* [Aim] Could you rewrite the material below with every "segment" swapped for "outline", keeping everything else unchanged and leaving the pictures out?

_ _ _ _

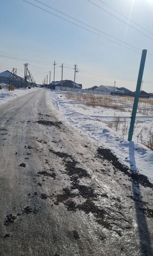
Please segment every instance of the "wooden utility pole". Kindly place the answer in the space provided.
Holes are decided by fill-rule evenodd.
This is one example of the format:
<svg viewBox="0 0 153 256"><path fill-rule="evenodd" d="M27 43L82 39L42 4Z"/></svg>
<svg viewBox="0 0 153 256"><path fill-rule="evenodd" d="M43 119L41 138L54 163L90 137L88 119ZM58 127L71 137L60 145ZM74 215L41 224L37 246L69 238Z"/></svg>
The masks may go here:
<svg viewBox="0 0 153 256"><path fill-rule="evenodd" d="M50 75L51 75L51 71L49 71L49 84L50 84Z"/></svg>
<svg viewBox="0 0 153 256"><path fill-rule="evenodd" d="M137 108L138 108L138 102L139 102L140 92L141 89L141 85L142 79L143 77L146 58L147 55L147 50L143 50L142 52L138 78L137 84L136 91L135 93L135 97L134 97L133 109L132 112L132 116L131 118L130 126L130 129L129 132L128 141L131 141L132 140Z"/></svg>
<svg viewBox="0 0 153 256"><path fill-rule="evenodd" d="M73 92L74 91L76 73L79 72L76 64L75 64L74 69L74 83L73 83Z"/></svg>
<svg viewBox="0 0 153 256"><path fill-rule="evenodd" d="M116 81L114 81L114 95L115 95Z"/></svg>
<svg viewBox="0 0 153 256"><path fill-rule="evenodd" d="M61 91L62 91L62 89L63 89L63 63L62 63L62 66L61 66L61 67L62 68Z"/></svg>
<svg viewBox="0 0 153 256"><path fill-rule="evenodd" d="M141 91L140 91L140 92L141 92L141 91L142 91L142 86L143 86L143 83L144 83L144 82L143 82L143 80L142 80L142 83L141 83Z"/></svg>
<svg viewBox="0 0 153 256"><path fill-rule="evenodd" d="M54 86L55 84L55 65L56 65L56 63L55 63L55 60L54 60L54 62L53 63L54 65Z"/></svg>

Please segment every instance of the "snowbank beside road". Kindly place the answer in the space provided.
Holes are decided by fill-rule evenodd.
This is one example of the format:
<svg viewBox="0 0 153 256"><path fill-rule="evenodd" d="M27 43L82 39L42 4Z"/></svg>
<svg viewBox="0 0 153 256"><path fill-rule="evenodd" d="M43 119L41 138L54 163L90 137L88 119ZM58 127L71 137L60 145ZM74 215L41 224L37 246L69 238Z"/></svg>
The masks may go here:
<svg viewBox="0 0 153 256"><path fill-rule="evenodd" d="M49 95L54 100L55 107L78 130L88 134L91 139L96 140L99 146L111 149L131 170L146 175L153 182L153 152L138 143L136 136L133 137L134 142L130 142L125 140L126 135L123 139L121 133L120 134L108 126L108 120L111 121L116 113L120 113L121 117L122 115L123 118L130 121L130 112L123 113L101 107L87 106L65 99L64 94L60 92L50 92ZM143 123L146 123L147 125L153 124L153 117L139 115Z"/></svg>
<svg viewBox="0 0 153 256"><path fill-rule="evenodd" d="M3 89L0 90L0 106L4 103L6 103L13 99L21 96L26 93L30 92L34 89L18 89L14 91L8 91L7 89Z"/></svg>

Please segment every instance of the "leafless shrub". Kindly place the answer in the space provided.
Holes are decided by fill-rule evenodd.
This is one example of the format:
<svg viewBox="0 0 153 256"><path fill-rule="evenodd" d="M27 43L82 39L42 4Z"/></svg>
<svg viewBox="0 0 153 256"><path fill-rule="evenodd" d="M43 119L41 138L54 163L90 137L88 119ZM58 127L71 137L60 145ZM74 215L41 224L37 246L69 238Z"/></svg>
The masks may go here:
<svg viewBox="0 0 153 256"><path fill-rule="evenodd" d="M144 143L144 145L153 151L153 131L150 130L148 133L148 136L147 139L147 141Z"/></svg>
<svg viewBox="0 0 153 256"><path fill-rule="evenodd" d="M143 143L143 129L141 129L138 134L137 135L137 141L139 142L139 139L140 140L141 144Z"/></svg>
<svg viewBox="0 0 153 256"><path fill-rule="evenodd" d="M120 119L121 117L120 116L116 116L116 117L115 118L114 123L115 130L116 131L118 131L118 130L119 129Z"/></svg>
<svg viewBox="0 0 153 256"><path fill-rule="evenodd" d="M129 130L129 125L126 118L124 118L123 122L123 126L122 130L122 133L124 136L127 135Z"/></svg>
<svg viewBox="0 0 153 256"><path fill-rule="evenodd" d="M112 129L113 127L113 122L110 122L110 123L108 123L108 126L110 128L110 129Z"/></svg>

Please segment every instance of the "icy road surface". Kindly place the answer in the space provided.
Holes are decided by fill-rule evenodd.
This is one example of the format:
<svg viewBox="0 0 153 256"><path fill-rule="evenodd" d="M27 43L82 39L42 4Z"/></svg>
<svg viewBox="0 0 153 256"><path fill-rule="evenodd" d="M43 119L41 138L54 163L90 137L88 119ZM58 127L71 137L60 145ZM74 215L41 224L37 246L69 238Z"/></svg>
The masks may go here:
<svg viewBox="0 0 153 256"><path fill-rule="evenodd" d="M0 107L1 256L152 255L153 184L50 101Z"/></svg>

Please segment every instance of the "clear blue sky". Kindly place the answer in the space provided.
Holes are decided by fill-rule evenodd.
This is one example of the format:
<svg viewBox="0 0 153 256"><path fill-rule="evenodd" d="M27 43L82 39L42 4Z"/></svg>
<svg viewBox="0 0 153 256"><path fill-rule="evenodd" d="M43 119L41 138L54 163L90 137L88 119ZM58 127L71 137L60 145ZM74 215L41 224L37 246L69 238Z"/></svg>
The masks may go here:
<svg viewBox="0 0 153 256"><path fill-rule="evenodd" d="M43 6L35 0L27 1L85 27ZM147 55L143 89L153 92L153 0L103 0L112 8L149 30L150 33L129 23L152 40L87 0L40 1L139 49L147 49L152 55ZM128 23L128 20L105 6L100 0L91 1ZM57 63L55 77L57 81L61 79L60 66L62 62L66 67L64 68L63 78L72 80L73 65L76 63L80 69L77 82L82 83L84 87L100 84L113 85L116 80L116 86L125 86L133 91L135 89L136 82L126 79L137 79L141 58L139 50L134 49L139 53L130 51L109 42L106 39L109 38L108 36L94 29L91 29L101 36L73 26L22 0L2 0L0 22L1 71L14 67L17 68L18 74L23 76L23 64L27 60L35 80L42 83L42 79L50 70L52 79L53 79L52 63L55 60ZM126 46L134 50L131 46ZM125 78L125 81L118 78Z"/></svg>

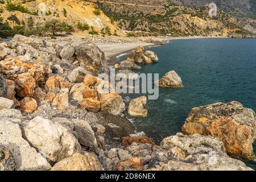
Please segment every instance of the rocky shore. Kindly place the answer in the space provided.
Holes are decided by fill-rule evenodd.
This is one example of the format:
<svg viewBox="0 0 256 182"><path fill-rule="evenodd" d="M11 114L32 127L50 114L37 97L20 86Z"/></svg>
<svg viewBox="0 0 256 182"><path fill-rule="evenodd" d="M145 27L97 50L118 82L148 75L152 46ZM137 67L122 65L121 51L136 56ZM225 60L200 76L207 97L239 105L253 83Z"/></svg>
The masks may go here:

_ _ _ _

* [Finished exercise]
Please outline every instance of the "wooden utility pole". Kindly place the answer in the space provided.
Holes are decided by fill-rule evenodd.
This is one example of the format:
<svg viewBox="0 0 153 256"><path fill-rule="evenodd" d="M27 43L82 39L42 4Z"/></svg>
<svg viewBox="0 0 153 256"><path fill-rule="evenodd" d="M43 119L41 138L54 163L90 137L88 119ZM58 127L71 137L60 145ZM74 215L41 224L37 246L69 238Z"/></svg>
The masks may go here:
<svg viewBox="0 0 153 256"><path fill-rule="evenodd" d="M50 75L51 75L51 71L49 71L49 84L50 84Z"/></svg>
<svg viewBox="0 0 153 256"><path fill-rule="evenodd" d="M137 108L138 108L138 102L139 102L140 92L141 89L141 85L142 79L143 77L146 58L147 55L147 50L143 50L142 52L138 78L137 84L136 91L135 93L135 97L134 97L133 109L132 112L132 116L131 118L130 126L130 129L129 132L128 141L131 141L132 140Z"/></svg>
<svg viewBox="0 0 153 256"><path fill-rule="evenodd" d="M73 92L74 91L76 73L79 72L76 64L75 64L74 69L74 83L73 83Z"/></svg>
<svg viewBox="0 0 153 256"><path fill-rule="evenodd" d="M116 81L114 81L114 95L115 95Z"/></svg>
<svg viewBox="0 0 153 256"><path fill-rule="evenodd" d="M61 91L62 91L62 89L63 89L63 63L62 63L62 66L61 66L61 67L62 68Z"/></svg>
<svg viewBox="0 0 153 256"><path fill-rule="evenodd" d="M141 91L140 91L140 92L141 92L141 91L142 91L142 86L143 86L143 83L144 83L144 82L143 82L143 80L142 80L142 83L141 83Z"/></svg>
<svg viewBox="0 0 153 256"><path fill-rule="evenodd" d="M54 86L55 84L55 65L56 65L56 63L55 63L55 60L54 60L54 62L53 63L54 65Z"/></svg>

Please outline every instance of the "snowbank beside road". Kindly place the answer in the space provided.
Holes are decided by fill-rule evenodd.
This is one example of the format:
<svg viewBox="0 0 153 256"><path fill-rule="evenodd" d="M27 43L82 39L42 4Z"/></svg>
<svg viewBox="0 0 153 256"><path fill-rule="evenodd" d="M43 119L41 138L54 163L90 137L88 119ZM58 127L71 137L60 145ZM74 215L41 224L37 246L69 238Z"/></svg>
The masks may go here:
<svg viewBox="0 0 153 256"><path fill-rule="evenodd" d="M49 95L54 100L55 107L78 130L88 134L91 139L96 140L99 146L111 149L131 170L146 175L153 182L153 152L138 143L136 136L133 137L134 142L130 142L125 140L126 135L123 139L121 133L120 134L108 126L108 120L111 121L116 113L120 113L121 117L122 115L123 118L130 121L130 112L123 113L101 107L87 106L65 99L64 94L60 92L50 92ZM143 123L146 123L147 125L153 124L153 117L139 115Z"/></svg>
<svg viewBox="0 0 153 256"><path fill-rule="evenodd" d="M3 89L0 90L0 106L4 103L6 103L13 99L21 96L26 93L30 92L34 89L18 89L14 91L8 91L7 89Z"/></svg>

Please outline every instance of the "leafless shrub". Kindly place the answer in the space provided.
Holes are decided by fill-rule evenodd.
This is one example of the format:
<svg viewBox="0 0 153 256"><path fill-rule="evenodd" d="M27 43L82 39L42 4Z"/></svg>
<svg viewBox="0 0 153 256"><path fill-rule="evenodd" d="M43 119L41 138L54 163L90 137L88 119ZM58 127L71 137L60 145ZM74 215L41 224L37 246L69 238Z"/></svg>
The masks may go here:
<svg viewBox="0 0 153 256"><path fill-rule="evenodd" d="M144 143L144 145L153 151L153 131L150 130L148 133L148 136L147 139L147 141Z"/></svg>
<svg viewBox="0 0 153 256"><path fill-rule="evenodd" d="M143 143L143 129L141 129L138 134L137 135L137 141L139 142L139 139L140 140L141 144Z"/></svg>
<svg viewBox="0 0 153 256"><path fill-rule="evenodd" d="M120 119L121 117L120 116L116 116L116 117L115 118L114 123L115 130L116 131L118 131L118 130L119 129Z"/></svg>
<svg viewBox="0 0 153 256"><path fill-rule="evenodd" d="M129 130L129 125L126 118L124 118L123 122L123 126L122 130L122 133L124 136L127 135Z"/></svg>
<svg viewBox="0 0 153 256"><path fill-rule="evenodd" d="M112 129L113 127L113 122L110 122L110 123L108 123L108 126L110 128L110 129Z"/></svg>

Please outline every instance of the "icy road surface". Kindly place the answer in the space provided.
Holes are decided by fill-rule evenodd.
This is one example of the format:
<svg viewBox="0 0 153 256"><path fill-rule="evenodd" d="M27 43L82 39L42 4Z"/></svg>
<svg viewBox="0 0 153 256"><path fill-rule="evenodd" d="M43 119L41 138L54 163L90 137L88 119ZM58 127L71 137L60 145ZM74 215L41 224L37 246L69 238Z"/></svg>
The masks may go here:
<svg viewBox="0 0 153 256"><path fill-rule="evenodd" d="M0 107L1 256L152 255L153 184L50 101Z"/></svg>

Please outline every instance of the "clear blue sky". Kindly place the answer in the space provided.
Holes are decided by fill-rule evenodd.
This is one example of the format:
<svg viewBox="0 0 153 256"><path fill-rule="evenodd" d="M27 43L82 39L42 4Z"/></svg>
<svg viewBox="0 0 153 256"><path fill-rule="evenodd" d="M43 119L41 138L54 163L90 137L88 119ZM58 127L71 137L60 145ZM74 215L41 224L37 246L69 238Z"/></svg>
The masks may go here:
<svg viewBox="0 0 153 256"><path fill-rule="evenodd" d="M43 6L35 0L27 1L85 27ZM147 55L143 89L153 92L153 0L103 0L112 8L149 30L150 33L129 23L152 40L87 0L40 1L139 49L147 49L152 55ZM128 23L128 20L105 6L100 0L91 1ZM57 63L55 77L57 81L61 79L60 66L62 62L66 67L64 68L63 78L72 80L73 65L76 63L80 69L77 82L82 83L84 87L100 84L113 85L116 80L116 86L125 86L133 91L135 89L136 82L126 79L137 79L141 58L139 50L134 49L139 53L130 51L109 42L106 39L109 38L108 36L94 29L91 29L101 36L73 26L22 0L2 0L0 22L1 71L14 67L17 68L18 74L23 76L23 64L27 60L35 80L42 83L42 79L50 70L52 79L53 79L52 63L55 60ZM126 46L134 50L131 46ZM125 78L125 81L118 78Z"/></svg>

Please outline every instance of the rocky shore. Kindly place the answer in the space provided.
Holes are decided by fill-rule evenodd.
This is one example of the format:
<svg viewBox="0 0 256 182"><path fill-rule="evenodd" d="M11 114L32 127L50 114L37 97L20 86Z"/></svg>
<svg viewBox="0 0 256 182"><path fill-rule="evenodd" d="M145 27L97 50L118 82L148 75L152 46ZM137 67L122 65L121 51L136 56ZM225 60L200 76L207 97L239 105L253 83Z"/></svg>
The masks may go here:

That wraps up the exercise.